Pada hakikatnya maju mundurnya sebuah bangsa, tergantung mutu manusianya. Begitu juga sebuah perusahaan, bangkrut bangkit lagi atau tidaknya juga tergantung mutu manusianya. Sebuah keluarga, warnanya sangat tergantung pada mutu manusianya.
” Allah tidak akan mengubah nasib suatu umat (kaum), jika umat (kaum) tersebut tidak mau berusaha mengubah nasibnya sendiri. “
Begitu juga kondisi sebuah negara saat ini sedang krisis pangan, energi dan keuangan hingga bangkrut juga karena mutu manusianya. Bahkan termasuk krisis tenaga kerja atau justru sebaliknya krisis lapangan kerja pada sebuah negara, juga tergantung manusianya.
Saat ini di Jepang, Taiwan, Korea Selatan dan Malaysia sedang krisis tenaga kerja. Artinya kekurangan tenaga agar normal kehidupan bangsa tersebut harus impor dari negara lain. Contohnya Malaysia, kekurangan tenaga kerja 1,2 juta orang. Ada di dalamnya untuk industri sawit 500.000 an orang.
Demi keberlanjutan industri dan kebun sawitnya maka impor tenaga kerja dari India, Bangladesh, Filipina dan Indonesia. Luas sawitnya hanya 5,9 juta ha, 36% sawit Indonesia. Tapi padat karya. Paling disukai dari Indonesia karena bisa dipercaya, karakternya manut dan kapasitas keterampilannya mumpuni.
Lalu, kenapa negara lain banyak pengangguran tapi negara tersebut justru sebaliknya. Krisis tenaga kerja. Hingga impor, bahkan saat ini Malaysia ada sebanyak ribuan orang per harinya menyedot tenaga kerja Indonesia baik legal maupun ilegal. Gaji pemanen sawit bisa Rp 10 juta an/bulannya. Pendapatan per kapitanya Malaysia 3x lipatnya Indonesia ?

| SOAL LATIHAN A |
Menurut cuplikan halaman, berapa jumlah tenaga kerja yang kurang di Malaysia?
| SOAL LATIHAN B |
Tuliskan kembali bagian cuplikan halaman dari "Pada hakikatnya maju" terus ke bawah sampai "pada mutu manusianya.", tanpa mengubah satu kata pun.

| DATA TERSEDIA |
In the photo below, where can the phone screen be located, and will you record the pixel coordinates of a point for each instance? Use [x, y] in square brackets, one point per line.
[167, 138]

| JAWABAN A |
1,2 juta orang.

| JAWABAN B |
Pada hakikatnya maju mundurnya sebuah bangsa, tergantung mutu manusianya. Begitu juga sebuah perusahaan, bangkrut bangkit lagi atau tidaknya juga tergantung mutu manusianya. Sebuah keluarga, warnanya sangat tergantung pada mutu manusianya.